MY PRECIOUS FRIEND, the vital truth behind this particular aspect of a Christian's life seem to be so remote in the awareness of many so as to be very vulnerable at being twisted and corrupted by the widespread lies that belittle the good that indeed, many people do and sensationalize what great evil there already exists in our world.
What good there is that God allows us to witness in other people must pull us up to God, for good things not only edify the Christian soul, good things also unify the elect of God. For this is our work and we love it to bits. We love to do it and we love others who do it. But those who would think of pulling it down, however little it is, like the parable of the widow who gave what little she had to God, have a sure contempt for good and therefore secretly relish what evil there is that live in their hearts. They should take heed the caution of our Lord that only God is good and no one else.

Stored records
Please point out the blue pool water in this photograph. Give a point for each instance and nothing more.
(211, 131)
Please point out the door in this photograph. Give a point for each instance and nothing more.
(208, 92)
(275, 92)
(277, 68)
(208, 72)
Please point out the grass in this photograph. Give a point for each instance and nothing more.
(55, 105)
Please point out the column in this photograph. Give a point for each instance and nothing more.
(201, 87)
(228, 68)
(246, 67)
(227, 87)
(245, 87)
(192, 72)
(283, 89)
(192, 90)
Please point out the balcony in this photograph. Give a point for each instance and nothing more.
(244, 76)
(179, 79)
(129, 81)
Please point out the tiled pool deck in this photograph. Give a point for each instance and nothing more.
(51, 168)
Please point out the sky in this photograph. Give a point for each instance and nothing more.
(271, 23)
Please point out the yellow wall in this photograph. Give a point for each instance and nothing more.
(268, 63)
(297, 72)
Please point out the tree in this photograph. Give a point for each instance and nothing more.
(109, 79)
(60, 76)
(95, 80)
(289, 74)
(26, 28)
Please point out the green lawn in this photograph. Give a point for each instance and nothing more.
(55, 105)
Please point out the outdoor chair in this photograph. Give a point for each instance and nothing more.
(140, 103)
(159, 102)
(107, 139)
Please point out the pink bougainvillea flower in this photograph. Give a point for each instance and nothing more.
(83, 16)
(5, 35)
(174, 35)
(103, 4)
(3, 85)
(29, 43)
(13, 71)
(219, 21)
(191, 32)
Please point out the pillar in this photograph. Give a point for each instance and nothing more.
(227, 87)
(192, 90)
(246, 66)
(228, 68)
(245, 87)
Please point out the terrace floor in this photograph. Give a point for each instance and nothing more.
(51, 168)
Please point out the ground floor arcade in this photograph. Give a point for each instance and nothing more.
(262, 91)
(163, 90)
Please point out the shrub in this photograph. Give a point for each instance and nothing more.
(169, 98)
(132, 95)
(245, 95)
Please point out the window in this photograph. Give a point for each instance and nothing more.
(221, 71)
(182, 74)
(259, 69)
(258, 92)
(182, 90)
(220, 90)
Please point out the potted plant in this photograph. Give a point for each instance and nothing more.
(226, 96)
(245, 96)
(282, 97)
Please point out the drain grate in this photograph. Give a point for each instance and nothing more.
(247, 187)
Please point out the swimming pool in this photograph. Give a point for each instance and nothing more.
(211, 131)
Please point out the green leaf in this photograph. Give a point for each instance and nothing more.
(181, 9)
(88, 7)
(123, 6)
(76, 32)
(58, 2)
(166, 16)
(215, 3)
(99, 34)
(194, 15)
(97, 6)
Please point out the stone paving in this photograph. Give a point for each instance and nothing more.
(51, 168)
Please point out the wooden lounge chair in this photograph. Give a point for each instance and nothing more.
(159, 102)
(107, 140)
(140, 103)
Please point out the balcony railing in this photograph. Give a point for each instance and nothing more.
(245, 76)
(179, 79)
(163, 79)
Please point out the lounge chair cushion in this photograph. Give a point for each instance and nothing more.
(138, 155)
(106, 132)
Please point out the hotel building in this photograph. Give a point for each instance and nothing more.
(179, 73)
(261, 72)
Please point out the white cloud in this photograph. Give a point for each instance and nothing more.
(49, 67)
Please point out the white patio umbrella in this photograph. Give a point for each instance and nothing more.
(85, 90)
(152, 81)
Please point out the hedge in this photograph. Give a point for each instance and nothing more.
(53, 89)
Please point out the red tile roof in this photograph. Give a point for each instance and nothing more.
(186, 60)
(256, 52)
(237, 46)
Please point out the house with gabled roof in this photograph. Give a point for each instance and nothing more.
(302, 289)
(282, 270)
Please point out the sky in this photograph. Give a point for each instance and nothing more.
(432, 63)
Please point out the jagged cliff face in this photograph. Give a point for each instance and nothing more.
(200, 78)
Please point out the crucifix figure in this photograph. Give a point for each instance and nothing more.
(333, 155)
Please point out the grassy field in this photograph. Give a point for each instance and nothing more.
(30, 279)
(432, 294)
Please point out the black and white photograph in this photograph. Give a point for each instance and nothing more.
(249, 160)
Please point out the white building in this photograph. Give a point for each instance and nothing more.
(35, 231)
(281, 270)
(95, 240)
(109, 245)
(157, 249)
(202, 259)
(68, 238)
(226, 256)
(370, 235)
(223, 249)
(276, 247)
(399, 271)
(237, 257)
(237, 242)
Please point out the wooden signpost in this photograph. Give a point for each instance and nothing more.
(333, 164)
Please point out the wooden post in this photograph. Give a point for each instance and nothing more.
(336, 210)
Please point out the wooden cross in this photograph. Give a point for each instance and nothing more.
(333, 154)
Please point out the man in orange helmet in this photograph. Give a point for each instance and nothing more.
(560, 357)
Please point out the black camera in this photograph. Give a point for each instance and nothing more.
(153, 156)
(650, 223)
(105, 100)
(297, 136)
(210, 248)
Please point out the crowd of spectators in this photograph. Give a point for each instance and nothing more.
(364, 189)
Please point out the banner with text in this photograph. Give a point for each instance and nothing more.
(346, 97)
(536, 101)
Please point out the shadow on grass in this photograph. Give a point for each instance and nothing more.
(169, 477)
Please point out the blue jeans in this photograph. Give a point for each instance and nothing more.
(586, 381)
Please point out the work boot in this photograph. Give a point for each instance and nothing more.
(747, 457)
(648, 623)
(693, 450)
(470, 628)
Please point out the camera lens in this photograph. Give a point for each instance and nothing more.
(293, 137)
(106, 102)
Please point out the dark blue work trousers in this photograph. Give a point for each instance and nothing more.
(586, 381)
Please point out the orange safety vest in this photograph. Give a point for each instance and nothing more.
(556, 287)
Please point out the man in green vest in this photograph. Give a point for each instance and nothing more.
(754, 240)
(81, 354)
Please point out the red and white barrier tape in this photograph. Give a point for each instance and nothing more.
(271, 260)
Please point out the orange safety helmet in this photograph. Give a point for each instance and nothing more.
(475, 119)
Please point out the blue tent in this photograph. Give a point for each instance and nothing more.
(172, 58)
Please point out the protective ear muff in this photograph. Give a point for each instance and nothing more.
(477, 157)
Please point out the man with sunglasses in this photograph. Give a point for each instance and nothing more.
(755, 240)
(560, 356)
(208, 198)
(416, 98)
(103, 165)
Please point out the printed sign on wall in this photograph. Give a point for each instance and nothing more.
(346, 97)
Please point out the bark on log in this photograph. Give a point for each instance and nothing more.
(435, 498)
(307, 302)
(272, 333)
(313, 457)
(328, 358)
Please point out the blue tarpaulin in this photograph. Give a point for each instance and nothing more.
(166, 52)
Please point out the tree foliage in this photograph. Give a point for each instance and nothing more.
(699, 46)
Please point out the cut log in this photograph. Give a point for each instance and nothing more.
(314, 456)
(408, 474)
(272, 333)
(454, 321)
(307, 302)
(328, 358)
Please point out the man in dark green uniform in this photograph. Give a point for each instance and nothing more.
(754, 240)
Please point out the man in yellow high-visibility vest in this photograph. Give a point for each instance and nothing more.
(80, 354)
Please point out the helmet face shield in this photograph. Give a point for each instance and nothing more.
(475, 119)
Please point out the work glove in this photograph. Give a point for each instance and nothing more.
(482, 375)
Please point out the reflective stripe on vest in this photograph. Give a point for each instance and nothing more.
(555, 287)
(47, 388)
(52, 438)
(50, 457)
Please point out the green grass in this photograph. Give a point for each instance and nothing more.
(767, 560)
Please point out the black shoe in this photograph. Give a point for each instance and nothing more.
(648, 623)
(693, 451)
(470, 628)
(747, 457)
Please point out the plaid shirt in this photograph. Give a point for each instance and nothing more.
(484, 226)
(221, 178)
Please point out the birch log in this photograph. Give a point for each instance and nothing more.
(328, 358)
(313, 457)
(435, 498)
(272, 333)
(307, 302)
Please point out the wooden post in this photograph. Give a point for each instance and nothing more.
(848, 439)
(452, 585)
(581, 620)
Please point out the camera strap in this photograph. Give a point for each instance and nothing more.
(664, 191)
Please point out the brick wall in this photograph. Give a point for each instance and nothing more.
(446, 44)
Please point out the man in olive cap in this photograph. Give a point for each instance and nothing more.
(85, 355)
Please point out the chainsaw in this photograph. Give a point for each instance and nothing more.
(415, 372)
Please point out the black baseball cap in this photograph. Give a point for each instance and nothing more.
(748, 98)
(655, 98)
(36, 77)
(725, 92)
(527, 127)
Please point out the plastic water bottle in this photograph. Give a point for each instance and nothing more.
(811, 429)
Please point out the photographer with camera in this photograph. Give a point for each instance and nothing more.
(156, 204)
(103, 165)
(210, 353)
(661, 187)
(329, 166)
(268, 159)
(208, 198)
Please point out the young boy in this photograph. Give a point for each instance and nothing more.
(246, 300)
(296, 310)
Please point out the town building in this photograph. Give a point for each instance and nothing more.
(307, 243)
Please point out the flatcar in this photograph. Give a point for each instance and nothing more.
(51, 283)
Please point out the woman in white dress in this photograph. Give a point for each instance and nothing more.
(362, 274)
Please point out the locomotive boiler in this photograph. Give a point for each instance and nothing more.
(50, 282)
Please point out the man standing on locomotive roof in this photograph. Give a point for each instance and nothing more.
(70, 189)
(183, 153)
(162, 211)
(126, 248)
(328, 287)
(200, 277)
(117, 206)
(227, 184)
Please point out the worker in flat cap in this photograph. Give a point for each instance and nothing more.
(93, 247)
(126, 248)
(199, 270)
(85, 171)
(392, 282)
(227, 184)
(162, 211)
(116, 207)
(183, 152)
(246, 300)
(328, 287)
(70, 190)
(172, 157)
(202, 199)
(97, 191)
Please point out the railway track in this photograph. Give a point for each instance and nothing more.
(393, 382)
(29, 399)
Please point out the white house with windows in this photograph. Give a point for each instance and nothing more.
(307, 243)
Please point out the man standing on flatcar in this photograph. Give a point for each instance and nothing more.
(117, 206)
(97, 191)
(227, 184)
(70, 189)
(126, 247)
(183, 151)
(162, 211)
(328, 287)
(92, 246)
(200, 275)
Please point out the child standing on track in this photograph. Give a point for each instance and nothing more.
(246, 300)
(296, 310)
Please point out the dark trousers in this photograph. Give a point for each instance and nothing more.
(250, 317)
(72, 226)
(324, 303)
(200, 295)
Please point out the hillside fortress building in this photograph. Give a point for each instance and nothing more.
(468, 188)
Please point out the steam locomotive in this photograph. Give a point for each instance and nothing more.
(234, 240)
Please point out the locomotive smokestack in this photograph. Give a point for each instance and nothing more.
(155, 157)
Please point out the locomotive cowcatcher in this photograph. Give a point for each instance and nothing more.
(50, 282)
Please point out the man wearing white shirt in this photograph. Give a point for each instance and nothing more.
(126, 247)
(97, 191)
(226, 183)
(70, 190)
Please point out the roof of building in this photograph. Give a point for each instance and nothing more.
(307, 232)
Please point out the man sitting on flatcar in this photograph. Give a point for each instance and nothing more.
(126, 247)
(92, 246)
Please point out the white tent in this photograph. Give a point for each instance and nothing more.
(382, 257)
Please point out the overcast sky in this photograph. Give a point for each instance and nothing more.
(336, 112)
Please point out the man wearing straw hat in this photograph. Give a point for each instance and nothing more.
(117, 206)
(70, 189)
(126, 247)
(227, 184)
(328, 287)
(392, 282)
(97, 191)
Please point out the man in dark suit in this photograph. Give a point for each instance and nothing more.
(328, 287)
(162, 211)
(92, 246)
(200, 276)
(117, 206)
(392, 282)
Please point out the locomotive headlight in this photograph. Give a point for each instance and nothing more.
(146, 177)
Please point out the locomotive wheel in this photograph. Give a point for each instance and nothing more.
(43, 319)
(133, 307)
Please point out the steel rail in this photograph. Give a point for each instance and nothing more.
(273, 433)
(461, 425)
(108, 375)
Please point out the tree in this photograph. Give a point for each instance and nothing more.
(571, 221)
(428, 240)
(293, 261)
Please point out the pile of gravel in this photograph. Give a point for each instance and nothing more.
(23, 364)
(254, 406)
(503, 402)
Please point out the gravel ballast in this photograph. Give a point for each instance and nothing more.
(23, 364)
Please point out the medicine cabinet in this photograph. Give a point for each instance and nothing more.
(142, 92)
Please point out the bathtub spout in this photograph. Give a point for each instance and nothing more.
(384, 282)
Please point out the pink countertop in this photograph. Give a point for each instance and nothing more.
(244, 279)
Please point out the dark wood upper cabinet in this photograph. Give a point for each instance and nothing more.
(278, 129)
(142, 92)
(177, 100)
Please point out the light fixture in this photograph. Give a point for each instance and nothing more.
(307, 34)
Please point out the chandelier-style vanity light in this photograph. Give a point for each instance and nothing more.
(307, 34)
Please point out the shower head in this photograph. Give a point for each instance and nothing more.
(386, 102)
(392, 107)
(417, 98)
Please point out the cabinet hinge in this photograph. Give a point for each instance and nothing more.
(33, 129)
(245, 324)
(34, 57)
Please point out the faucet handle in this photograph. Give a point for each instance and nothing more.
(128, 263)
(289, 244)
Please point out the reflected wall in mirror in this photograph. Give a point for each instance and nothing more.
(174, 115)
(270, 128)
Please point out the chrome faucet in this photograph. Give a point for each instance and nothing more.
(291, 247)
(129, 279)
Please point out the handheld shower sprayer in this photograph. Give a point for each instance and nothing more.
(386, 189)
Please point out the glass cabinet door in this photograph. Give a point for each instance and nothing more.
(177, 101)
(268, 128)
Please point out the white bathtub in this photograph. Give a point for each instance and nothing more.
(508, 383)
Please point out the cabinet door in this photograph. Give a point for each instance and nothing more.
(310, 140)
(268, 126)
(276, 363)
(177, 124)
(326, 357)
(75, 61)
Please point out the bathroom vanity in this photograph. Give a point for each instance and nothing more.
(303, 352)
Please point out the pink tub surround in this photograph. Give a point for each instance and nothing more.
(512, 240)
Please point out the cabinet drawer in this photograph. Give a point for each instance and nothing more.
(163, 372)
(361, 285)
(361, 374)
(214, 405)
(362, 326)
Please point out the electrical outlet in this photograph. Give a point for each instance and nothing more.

■ What to do ■
[1] Rewrite the devotional passage from "What good there" through "no one else.", changing "widow" to "poor woman".
[2] Answer these questions about the devotional passage:
(a) According to the opening sentence, what do the widespread lies belittle?
(b) Which parable does the passage mention?
(c) According to the caution of our Lord, who alone is good?
[3] Carry the devotional passage forward from its last sentence.

■ Task-by-task results ■
[1]
What good there is that God allows us to witness in other people must pull us up to God, for good things not only edify the Christian soul, good things also unify the elect of God. For this is our work and we love it to bits. We love to do it and we love others who do it. But those who would think of pulling it down, however little it is, like the parable of the poor woman who gave what little she had to God, have a sure contempt for good and therefore secretly relish what evil there is that live in their hearts. They should take heed the caution of our Lord that only God is good and no one else.

[2]
(a) The good that many people indeed do.
(b) The parable of the widow who gave what little she had to God.
(c) Only God.

[3]
What is real mortification? Simply put, mortification is the ability to consistently bear the pain of right choice. Real mortification is not just the pain of our dying to this life of corruption in order to live again in the incorruptible truth of Jesus Christ, our Savior, our All. Mortification is more correctly, the correct way of enduring this revivifying pain, the pain of our becoming alive. At the very heart of this pain is our Crucified Savior with Whom we unite all our suffering. For it is the love for Jesus Christ Crucified and the steadfast belief in the everlasting promise of the Gospel of our salvation that inform the true spirit of all Christian mortification. Therefore, either pain by itself or its blind endurance is not Christian mortification, for mortification in the Christian sense is not an ends to itself but is a means to an end. We mortify ourselves to die the necessary death, to be crucified with Christ in our sins, in order that we might hope with Christ in the resurrection into the glory of the life that never ends.
Real mortification and true contrition are the two halves to the one synergistic whole of the virtue of penance. Penance being a virtue that is born of faith and hope and matures in charity, a virtue that is necessary to all who aspire to serve and advance the cause of Jesus Christ, our All and the one Redeemer of humankind.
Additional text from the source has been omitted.